— REQUISITOS DO EXERCÍCIO —
(a) Resuma em duas frases o texto sobre a palestra de antropologia da dor.
(b) Responda às perguntas a seguir com base no texto sobre a palestra de antropologia da dor.
(i) Em que dia foi ministrada a palestra?
(ii) Em que tipo de rito a dor é um elemento universal, segundo o antropólogo?
(iii) Que meio a medicina apresenta para diminuir o sofrimento dos pacientes, conforme citado pelo francês?

— TEXTO FORNECIDO —
#####

O antropólogo francês David Le Breton, da Universidade de Estrasburgo, ministrou a palestra Experiências da dor: Uma antropologia no dia 1º de março no auditório do RDC. Para um público cheio, Breton expôs a pesquisa e análise que tem feito há alguns anos sobre o sentimento e a experiência da dor. Ele ressaltou que o objetivo da palestra era subverter a noção de dor, normalmente relacionada à negatividade. O estudo, que rendeu três livros publicados, relata que a dor apresenta dimensões construtivas e destrutivas.
Segundo o antropólogo, a dor é um fato da condição humana. Breton afirma que tal sentimento é uma construção social, cultural e individual, não apenas biológico. A dor se propaga para além do corpo, que contamina a relação do indivíduo com o mundo. De acordo com o autor, há um problema clínico da dor, pois, aponta, os médicos, às vezes, não conseguem lidar com a dor dos pacientes.
- A medicina é impotente em cuidar e aliviar essa dor. Então é um problema político, social e científico de saúde pública. Qualquer um de nós conhece em algum dia a dor, tanto pessoas idosas como também uma criança que venha a nascer.
Para Breton, não existe dor sem sofrimento, pois a primeira é apenas uma sensação, e o segundo é a percepção humana, uma interpretação da reação biológica. A dor pode dificultar as atividades sociais do sujeito, como é o caso da depressão.
- A dor tem consequências morais. Ela sempre transforma a pessoa que a sente, uma metamorfose. Ela quebra a unidade e identidade do indivíduo, a ponto de ele não se reconhecer.
O sofrimento derivado da dor nem sempre carrega um valor negativo. O antropólogo esclarece que ela é um elemento universal nos ritos de passagem, o que pode marcar um renascimento do ser humano. Assim, pode-se classificar a dor em duas categorias: a imposta, como a tortura, e a escolhida, como esportes e tatuagens.
- Nesses casos de dor escolhida, não há muito sofrimento. As pessoas falam que sem ela a experiência não tem valor, considerada um desafio vencido.
Dessa forma, Breton conclui que a dor é suportável, o que é intolerável é o sofrimento. A medicina apresenta meios - técnicas do sentido - para diminuir o sofrimento dos pacientes, como a hipnose, citada pelo francês. Há casos também em que a dor é utilizada para aliviar o sofrimento da vida, comenta. E, diz, a automutilação pode ser uma forma de transferir para o corpo a dor do coração.

#####

— REGISTROS DE DADOS —
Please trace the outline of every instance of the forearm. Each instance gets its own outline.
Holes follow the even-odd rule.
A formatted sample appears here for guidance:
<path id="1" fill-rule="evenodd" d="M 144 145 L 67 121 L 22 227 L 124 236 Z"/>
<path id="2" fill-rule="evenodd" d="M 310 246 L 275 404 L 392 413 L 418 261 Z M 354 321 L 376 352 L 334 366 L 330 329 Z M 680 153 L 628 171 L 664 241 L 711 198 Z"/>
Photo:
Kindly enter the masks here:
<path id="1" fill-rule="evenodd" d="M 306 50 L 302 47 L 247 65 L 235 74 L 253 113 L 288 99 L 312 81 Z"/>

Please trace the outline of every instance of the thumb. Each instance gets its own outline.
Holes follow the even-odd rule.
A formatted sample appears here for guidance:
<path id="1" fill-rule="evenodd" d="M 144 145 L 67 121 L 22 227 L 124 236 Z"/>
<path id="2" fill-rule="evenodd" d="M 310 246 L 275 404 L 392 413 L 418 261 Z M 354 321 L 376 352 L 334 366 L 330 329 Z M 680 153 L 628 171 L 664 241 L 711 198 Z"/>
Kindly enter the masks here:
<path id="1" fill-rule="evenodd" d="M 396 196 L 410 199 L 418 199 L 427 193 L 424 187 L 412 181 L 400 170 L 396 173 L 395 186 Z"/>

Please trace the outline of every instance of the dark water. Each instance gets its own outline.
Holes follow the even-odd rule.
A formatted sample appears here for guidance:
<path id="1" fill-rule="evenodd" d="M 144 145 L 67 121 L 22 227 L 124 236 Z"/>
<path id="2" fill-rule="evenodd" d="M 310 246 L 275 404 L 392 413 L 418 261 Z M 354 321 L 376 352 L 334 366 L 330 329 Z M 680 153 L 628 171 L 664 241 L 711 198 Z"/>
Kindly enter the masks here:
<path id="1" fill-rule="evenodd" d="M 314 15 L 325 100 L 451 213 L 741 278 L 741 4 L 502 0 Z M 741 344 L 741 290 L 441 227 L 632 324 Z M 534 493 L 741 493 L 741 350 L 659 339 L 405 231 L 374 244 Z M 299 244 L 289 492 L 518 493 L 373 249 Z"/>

#####

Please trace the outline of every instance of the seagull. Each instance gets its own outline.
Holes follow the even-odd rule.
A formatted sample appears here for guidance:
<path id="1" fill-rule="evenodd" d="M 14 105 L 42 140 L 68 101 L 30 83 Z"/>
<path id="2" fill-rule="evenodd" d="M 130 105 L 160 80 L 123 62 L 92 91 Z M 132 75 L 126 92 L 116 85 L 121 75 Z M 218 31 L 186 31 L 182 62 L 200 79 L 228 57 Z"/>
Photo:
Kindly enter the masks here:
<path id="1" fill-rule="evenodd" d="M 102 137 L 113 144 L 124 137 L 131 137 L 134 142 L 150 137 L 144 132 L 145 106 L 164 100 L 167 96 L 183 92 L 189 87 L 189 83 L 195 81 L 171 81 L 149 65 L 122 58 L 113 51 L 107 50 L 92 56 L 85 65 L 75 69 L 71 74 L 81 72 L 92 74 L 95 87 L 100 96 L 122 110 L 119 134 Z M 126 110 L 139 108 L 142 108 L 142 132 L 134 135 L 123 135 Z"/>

#####

— RESPOSTAS DO EXERCÍCIO —
(a) O antropólogo francês David Le Breton, da Universidade de Estrasburgo, ministrou a palestra Experiências da dor: Uma antropologia, na qual defendeu que a dor é uma construção social, cultural e individual, não apenas biológica, com dimensões construtivas e destrutivas. Para ele, a dor pode ser imposta, como a tortura, ou escolhida, como esportes e tatuagens, e o que é intolerável não é a dor, mas o sofrimento.

(b)
(i) No dia 1º de março.
(ii) Nos ritos de passagem.
(iii) A hipnose.